Researchers at the Institute of Molecular Biotechnology (IMBA) of the Austrian Academy of Sciences and the University of British Columbia (UBC) discovered how the enzyme PCYT2 affects muscle health in disease and aging in mouse models. The findings may lead to new therapies for muscle degeneration in inherited diseases and aging.
The study, published in Nature Metabolism in a paper titled, “Critical role of PCYT2 in muscle health and aging,” was led by Domagoj Cikes, PhD, a postdoctoral researcher at IMBA and Josef Penninger, MD, professor at IMBA and UBC.
“Muscle degeneration is the most prevalent cause for frailty and dependency in inherited diseases and aging,” wrote the researchers. “Elucidation of pathophysiological mechanisms, as well as effective treatments for muscle diseases, represents an important goal in improving human health. Here, we show that the lipid synthesis enzyme phosphatidylethanolamine cytidyltransferase (PCYT2/ECT) is critical to muscle health.”
CYT2 is known as the bottleneck enzyme in a major synthesis pathway of ethanolamine-derived phospholipids, the phosphatidylethanolamines (PEs). Patient data and using laboratory mouse and zebrafish models, the researchers showed that mutations affecting PCYT2 are conserved hallmarks of muscle degeneration across vertebrates.
Following reports that PE-based molecules enhance the membrane rigidity of liposomes Cikes, the study’s co-corresponding author and a former postdoctoral researcher in the Penninger lab at IMBA, hypothesized that this lipid species would play an important role in tissues subjected to constant shear stress, such as muscle tissue. “This assumption prompted me to selectively deplete PCYT2 in muscle tissues of animal models and study the outcome. In parallel, clinicians reported patient cases of mutations affecting PCYT2. The patients presented a condition called complex hereditary spastic paraplegia, a severe, multi-symptomatic disease characterized by leg muscle weakness, stiffness, and muscle wasting that worsened with time. However, given that the disease was just recently discovered, the underlying pathophysiological biology is vastly unknown,” said Cikes.
The researchers demonstrated that the levels of functional PCYT2 are linked to human muscle health and affect the muscle tissues of mice and zebrafish.

QUESTIONS TO ANSWER:
A: Answer these questions from the PCYT2 article, each on its own line:
(i) In which journal was the study published?
(ii) What condition did the patients with PCYT2 mutations present?
(iii) Besides mice, which animal model did the researchers use?
B: Condense the paragraph of the PCYT2 article that begins "Following reports that PE-based molecules" into a short bulleted list that keeps its main facts.
C: Resume the PCYT2 article from its last sentence, adding another paragraph or two in the same style.

SUPPLIED DATA:
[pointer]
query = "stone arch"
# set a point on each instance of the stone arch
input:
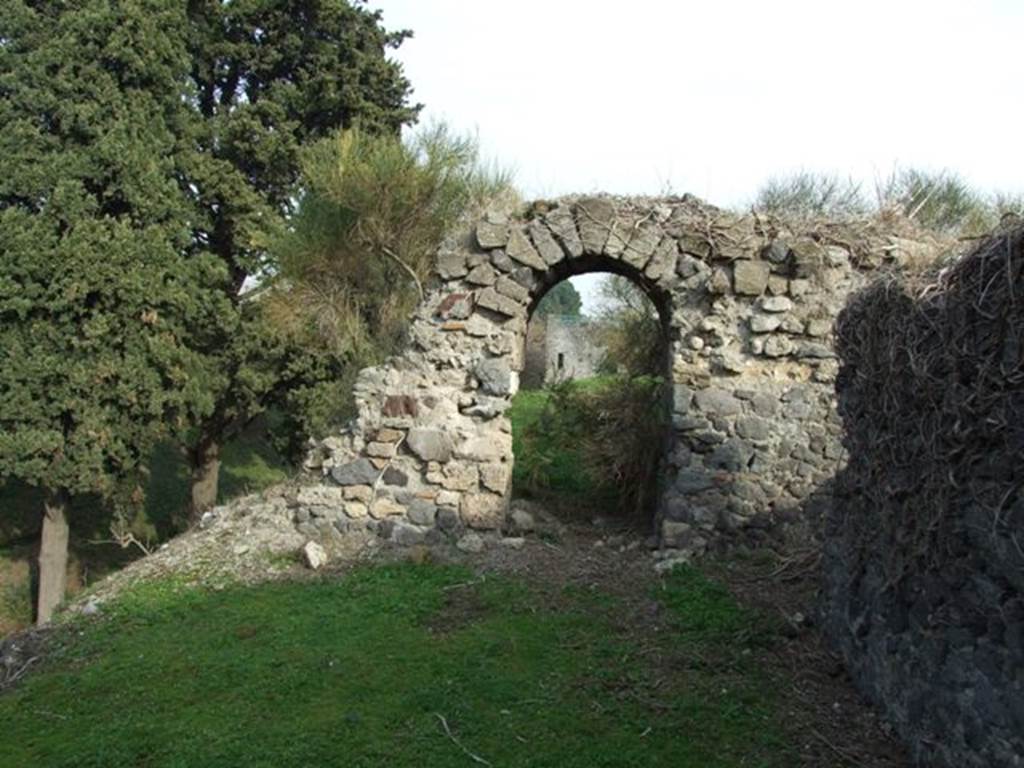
(747, 305)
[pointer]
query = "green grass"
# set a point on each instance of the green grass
(548, 462)
(249, 464)
(355, 673)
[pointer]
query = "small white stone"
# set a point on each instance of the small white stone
(314, 555)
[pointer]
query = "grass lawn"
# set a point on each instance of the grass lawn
(401, 666)
(249, 464)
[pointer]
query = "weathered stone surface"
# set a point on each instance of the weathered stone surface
(641, 246)
(594, 217)
(314, 556)
(488, 298)
(493, 446)
(471, 543)
(383, 508)
(456, 306)
(452, 265)
(562, 225)
(494, 375)
(320, 496)
(422, 512)
(751, 278)
(358, 472)
(481, 275)
(408, 536)
(394, 476)
(358, 493)
(430, 444)
(496, 477)
(508, 287)
(520, 249)
(545, 243)
(778, 346)
(389, 435)
(356, 510)
(763, 324)
(380, 450)
(399, 404)
(663, 261)
(491, 235)
(483, 511)
(718, 401)
(776, 304)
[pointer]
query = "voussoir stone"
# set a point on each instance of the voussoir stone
(520, 249)
(563, 227)
(545, 243)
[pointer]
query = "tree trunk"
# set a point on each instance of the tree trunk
(205, 459)
(52, 554)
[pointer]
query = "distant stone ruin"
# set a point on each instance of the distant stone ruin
(748, 304)
(561, 347)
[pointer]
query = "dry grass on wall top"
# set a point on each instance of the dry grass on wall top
(932, 396)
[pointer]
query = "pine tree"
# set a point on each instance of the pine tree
(269, 78)
(99, 295)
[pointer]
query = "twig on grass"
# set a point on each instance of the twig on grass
(457, 742)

REPLIES:
A:
(i) Nature Metabolism
(ii) Complex hereditary spastic paraplegia
(iii) Zebrafish

B:
- Reports showed that PE-based molecules enhance the membrane rigidity of liposomes.
- From this, Cikes hypothesized that this lipid species plays an important role in tissues under constant shear stress, such as muscle.
- He selectively depleted PCYT2 in the muscle tissues of animal models and studied the outcome.
- At the same time, clinicians reported patients with mutations affecting PCYT2.
- These patients had complex hereditary spastic paraplegia, a severe, multi-symptomatic disease with leg muscle weakness, stiffness, and muscle wasting that worsened over time.
- The disease was only recently discovered, so its underlying pathophysiological biology is largely unknown.

C:
PEs are also abundant in mitochondrial membranes. Therefore, the researchers examined how PCYT2 depletion in muscle tissues affects mitochondrial membrane homeostasis and found that PCYT2 depletion indeed altered mitochondrial function and muscle energetics. A mitochondrial therapeutic approach was not sufficient to rescue the phenotype in mice. “This prompted us to think that there must be an additional mechanism driving the pathology,” said Cikes. Indeed, the team showed that the organization of the cell membrane lipid bilayer played an additional role. “This represents a novel pathophysiological mechanism that might also be present in other lipid-related disorders,” said Cikes.
“Current knowledge on the biology of lipids is largely over-simplified. The whole lipid field is summarized into a handful of molecular families, such as cholesterols, triglycerides, phospholipids, and fatty acids. It is a vast and unexplored molecular universe where the function of most species in health and disease is unknown,” said Cikes. By shedding light on the central effect of a lipid biosynthesis pathway in muscle health, Cikes and the team wish to highlight the importance and discovery potential of lipid research. “Our current work demonstrates a fundamental, specific, and conserved role of PCYT2-mediated lipid synthesis in vertebrate muscle health and allows us to explore novel therapeutic avenues to improve muscle health in rare diseases and aging,” concluded Penninger.
“PCYT2 activity declines in aging muscles of mice and humans, and adeno-associated virus-based delivery of PCYT2 ameliorates muscle weakness in Pcyt2-knockout and old mice, offering a therapy for individuals with a rare disease and muscle aging,” wrote the researchers. “Thus, PCYT2 plays a fundamental and conserved role in vertebrate muscle health, linking PCYT2 and PCYT2-synthesized lipids to severe muscle dystrophy and aging.”